Set problem:
Could you change "coords" to "coordinates" everywhere in the lines below and write them out again with everything else unchanged?
* Begin Data records *
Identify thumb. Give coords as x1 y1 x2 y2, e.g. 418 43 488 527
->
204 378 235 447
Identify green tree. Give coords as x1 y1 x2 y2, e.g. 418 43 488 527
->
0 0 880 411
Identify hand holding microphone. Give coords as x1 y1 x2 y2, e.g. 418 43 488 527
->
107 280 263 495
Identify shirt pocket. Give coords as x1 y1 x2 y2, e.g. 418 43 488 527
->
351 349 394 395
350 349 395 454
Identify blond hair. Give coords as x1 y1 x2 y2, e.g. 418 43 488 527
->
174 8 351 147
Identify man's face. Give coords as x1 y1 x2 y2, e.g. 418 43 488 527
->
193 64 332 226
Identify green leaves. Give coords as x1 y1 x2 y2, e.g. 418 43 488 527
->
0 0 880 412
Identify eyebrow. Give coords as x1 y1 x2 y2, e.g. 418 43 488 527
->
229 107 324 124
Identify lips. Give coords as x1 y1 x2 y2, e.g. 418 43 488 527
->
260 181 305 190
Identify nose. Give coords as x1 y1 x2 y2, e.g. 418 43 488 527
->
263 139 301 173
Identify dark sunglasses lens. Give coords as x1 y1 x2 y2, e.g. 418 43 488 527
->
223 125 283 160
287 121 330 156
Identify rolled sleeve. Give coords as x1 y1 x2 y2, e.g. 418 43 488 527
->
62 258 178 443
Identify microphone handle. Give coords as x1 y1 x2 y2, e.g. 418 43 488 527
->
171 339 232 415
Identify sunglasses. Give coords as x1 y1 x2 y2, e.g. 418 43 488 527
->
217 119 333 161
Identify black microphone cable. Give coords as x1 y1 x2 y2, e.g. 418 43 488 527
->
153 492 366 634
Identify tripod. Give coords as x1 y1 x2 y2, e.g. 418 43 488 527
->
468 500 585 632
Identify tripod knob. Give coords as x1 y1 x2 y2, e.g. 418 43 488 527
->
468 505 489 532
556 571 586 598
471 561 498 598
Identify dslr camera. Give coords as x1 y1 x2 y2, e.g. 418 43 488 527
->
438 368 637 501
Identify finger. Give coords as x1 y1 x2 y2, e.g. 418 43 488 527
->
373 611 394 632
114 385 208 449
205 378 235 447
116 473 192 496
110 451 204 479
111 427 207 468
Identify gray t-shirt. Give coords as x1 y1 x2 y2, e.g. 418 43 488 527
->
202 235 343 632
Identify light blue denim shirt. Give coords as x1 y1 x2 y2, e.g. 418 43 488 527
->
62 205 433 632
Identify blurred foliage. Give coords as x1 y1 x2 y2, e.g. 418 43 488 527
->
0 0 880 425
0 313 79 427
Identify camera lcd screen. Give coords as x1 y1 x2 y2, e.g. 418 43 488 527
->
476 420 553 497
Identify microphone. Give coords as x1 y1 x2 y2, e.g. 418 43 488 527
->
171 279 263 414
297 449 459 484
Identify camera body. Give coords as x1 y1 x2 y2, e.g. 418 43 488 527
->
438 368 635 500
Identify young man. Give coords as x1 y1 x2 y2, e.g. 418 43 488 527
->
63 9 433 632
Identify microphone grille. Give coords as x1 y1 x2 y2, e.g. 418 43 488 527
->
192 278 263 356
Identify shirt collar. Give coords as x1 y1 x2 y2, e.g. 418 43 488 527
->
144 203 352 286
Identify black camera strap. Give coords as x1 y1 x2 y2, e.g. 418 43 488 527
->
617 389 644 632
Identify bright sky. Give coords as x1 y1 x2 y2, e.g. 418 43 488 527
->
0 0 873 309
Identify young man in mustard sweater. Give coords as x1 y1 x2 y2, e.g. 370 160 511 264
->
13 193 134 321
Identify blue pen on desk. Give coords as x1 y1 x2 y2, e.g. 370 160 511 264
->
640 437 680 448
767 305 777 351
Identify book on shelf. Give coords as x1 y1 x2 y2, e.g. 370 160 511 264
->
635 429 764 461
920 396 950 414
* End Data records *
Expected answer:
Identify thumb. Give coordinates as x1 y1 x2 y2, e.g. 418 43 488 527
->
204 378 235 447
Identify green tree. Give coordinates as x1 y1 x2 y2, e.g. 418 43 488 527
->
0 0 880 411
Identify hand holding microphone. Give coordinates as x1 y1 x2 y2, e.g. 418 43 488 527
->
107 280 263 495
Identify shirt pocket. Give coordinates as x1 y1 x2 y2, e.g. 418 43 488 527
->
351 349 394 395
350 349 395 454
Identify blond hair. Give coordinates as x1 y1 x2 y2, e.g. 418 43 488 527
->
174 8 351 147
Identify man's face. Give coordinates as x1 y1 x2 y2, e.g. 418 43 488 527
->
193 64 332 226
Identify green leaves. Give coordinates as x1 y1 x2 y2, e.g. 418 43 488 527
->
0 0 880 412
Identify eyebrow. Give coordinates as x1 y1 x2 y2, e.g. 418 43 488 527
->
229 107 324 124
Identify lips. Give coordinates as x1 y1 x2 y2, e.g. 418 43 488 527
->
260 181 305 190
Identify nose. Give coordinates as x1 y1 x2 y2, e.g. 418 43 488 527
->
263 139 301 173
Identify dark sunglasses lens. Give coordinates as x1 y1 x2 y2, e.g. 418 43 488 527
->
223 125 283 160
287 121 330 156
Identify rolled sleeve. Give coordinates as x1 y1 x2 y2, e.g. 418 43 488 527
->
62 258 178 443
Identify microphone handle. Give coordinates as x1 y1 x2 y2, e.g. 418 43 488 527
->
171 339 232 415
Identify sunglasses. Give coordinates as x1 y1 x2 y2, e.g. 418 43 488 527
->
217 119 333 161
Identify black microphone cable. Give coordinates as x1 y1 x2 y2, e.g. 418 43 488 527
->
153 492 366 634
Identify tripod. Give coordinates as x1 y1 x2 y2, e.g. 418 43 488 527
->
468 500 585 632
Identify tripod knob. Give coordinates as x1 y1 x2 y2, e.g. 418 43 488 527
->
468 505 489 532
556 571 586 598
471 561 498 598
Identify dslr camera. Give coordinates as x1 y1 x2 y2, e.g. 418 43 488 527
->
438 368 637 501
Identify finger. Give coordinates as x1 y1 x2 y2, e.g. 418 43 488 527
->
373 611 394 632
114 385 208 449
205 378 235 447
116 473 192 496
110 451 204 479
111 427 207 468
Identify gray t-shirt. Give coordinates as x1 y1 x2 y2, e.g. 418 43 488 527
->
202 235 343 632
Identify light blue denim shirt. Give coordinates as x1 y1 x2 y2, e.g. 418 43 488 527
->
62 205 433 632
Identify blurred foliage. Give coordinates as x1 y1 x2 y2, e.g. 418 43 488 527
->
0 0 880 425
0 313 79 427
Identify camera lcd screen. Give coordinates as x1 y1 x2 y2, e.g. 418 43 488 527
->
476 420 553 497
Identify microphone. Give coordinates as x1 y1 x2 y2, e.g. 418 43 488 527
->
171 279 263 414
297 449 459 484
Identify camera body. Give coordinates as x1 y1 x2 y2, e.g. 418 43 488 527
->
438 368 635 500
Identify young man. Give coordinates as x1 y1 x2 y2, e.g. 418 43 488 527
->
63 9 433 632
Identify microphone grille. Give coordinates as x1 y1 x2 y2, e.g. 418 43 488 527
->
192 278 263 356
Identify shirt collar. Give coordinates as x1 y1 x2 y2, e.g. 418 43 488 527
->
144 203 352 286
Identify black camera strap. Give coordinates as x1 y1 x2 y2, e.g. 418 43 488 527
->
617 389 644 632
Identify bright sky. Give coordinates as x1 y1 x2 y2, e.g. 418 43 488 527
->
0 0 873 309
Identify young man in mustard sweater. Give coordinates as x1 y1 x2 y2, e.g. 370 160 511 264
->
13 193 134 321
Identify blue pen on desk. Give coordinates as x1 y1 x2 y2, e.g. 370 160 511 264
->
640 437 680 448
767 305 777 351
Identify book on shelf. Give coordinates as x1 y1 x2 y2, e.g. 370 160 511 264
->
635 429 764 461
920 396 950 414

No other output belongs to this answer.